[meteorite-list] Dawn Journal - September 27, 2014

[Ron Baalke]

http://dawnblog.jpl.nasa.gov/2014/09/27/dawn-journal-september-27/

Dawn Journal 
by Marc Rayman
September 27, 2014

Dear Dawnniversaries,

On the seventh anniversary of embarking upon its extraordinary extraterrestrial 
expedition, the Dawn spacecraft is far from the planet where its journey 
began. While Earth has completed its repetitive loops around the sun seven 
times, its ambassador to the cosmos has had a much more varied itinerary. 
On most of its anniversaries, including this one, it reshapes its orbit 
around the sun, aiming for some of the last uncharted worlds in the inner 
solar system. (It also zipped past the oft-visited Mars, robbing the red 
planet of some of its orbital energy to help fling the spacecraft on to 
the more distant main asteroid belt.) It spent its fourth anniversary 
exploring the giant protoplanet Vesta, the second most massive object 
in the asteroid belt, revealing a fascinating, complex, alien place more 
akin to Earth and the other terrestrial planets than to typical asteroids.

Stated goal A → According to the Dawn Journal entry, are these statements true? Answer yes or no for each, quoting the words that decide it. (i) Dawn spent its fourth anniversary exploring Vesta. (ii) Vesta is the most massive object in the asteroid belt. (iii) Dawn flew past Mars.
Stated goal B → According to the Dawn Journal entry, why did the spacecraft pass Mars?
Stated goal C → Transcribe the part of the Dawn Journal entry starting at "On most of its" and ending at "to typical asteroids.".

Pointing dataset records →
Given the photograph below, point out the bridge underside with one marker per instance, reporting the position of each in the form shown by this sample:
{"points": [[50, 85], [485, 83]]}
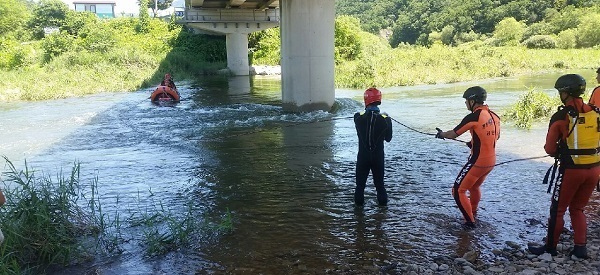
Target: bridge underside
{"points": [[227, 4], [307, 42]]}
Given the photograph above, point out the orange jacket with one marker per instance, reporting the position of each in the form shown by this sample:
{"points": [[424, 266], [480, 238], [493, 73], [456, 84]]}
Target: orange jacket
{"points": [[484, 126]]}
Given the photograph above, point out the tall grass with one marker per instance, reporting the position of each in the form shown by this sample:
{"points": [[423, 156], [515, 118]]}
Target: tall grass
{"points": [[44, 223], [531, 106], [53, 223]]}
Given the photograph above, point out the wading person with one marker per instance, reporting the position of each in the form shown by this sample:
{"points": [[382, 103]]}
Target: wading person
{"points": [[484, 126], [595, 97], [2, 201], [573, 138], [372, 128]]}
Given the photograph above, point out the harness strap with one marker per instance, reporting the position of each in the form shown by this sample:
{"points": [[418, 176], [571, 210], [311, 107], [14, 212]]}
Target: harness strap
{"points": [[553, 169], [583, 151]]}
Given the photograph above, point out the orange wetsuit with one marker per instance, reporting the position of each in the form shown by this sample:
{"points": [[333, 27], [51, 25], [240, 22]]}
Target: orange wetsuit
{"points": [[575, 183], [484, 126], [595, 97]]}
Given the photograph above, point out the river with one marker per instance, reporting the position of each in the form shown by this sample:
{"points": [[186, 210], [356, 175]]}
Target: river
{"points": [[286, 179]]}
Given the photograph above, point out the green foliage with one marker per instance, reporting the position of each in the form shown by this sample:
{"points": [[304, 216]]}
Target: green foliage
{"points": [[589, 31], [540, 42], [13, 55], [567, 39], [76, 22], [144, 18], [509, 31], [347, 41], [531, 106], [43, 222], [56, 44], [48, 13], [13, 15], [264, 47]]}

Correct answer A →
(i) Yes: "It spent its fourth anniversary exploring the giant protoplanet Vesta"
(ii) No: "the second most massive object in the asteroid belt"
(iii) Yes: "It also zipped past the oft-visited Mars"

Correct answer B → Dawn passed Mars to rob the planet of some of its orbital energy. That energy helped fling the spacecraft on to the more distant main asteroid belt.

Correct answer C →
On most of its anniversaries, including this one, it reshapes its orbit 
around the sun, aiming for some of the last uncharted worlds in the inner 
solar system. (It also zipped past the oft-visited Mars, robbing the red 
planet of some of its orbital energy to help fling the spacecraft on to 
the more distant main asteroid belt.) It spent its fourth anniversary 
exploring the giant protoplanet Vesta, the second most massive object 
in the asteroid belt, revealing a fascinating, complex, alien place more 
akin to Earth and the other terrestrial planets than to typical asteroids.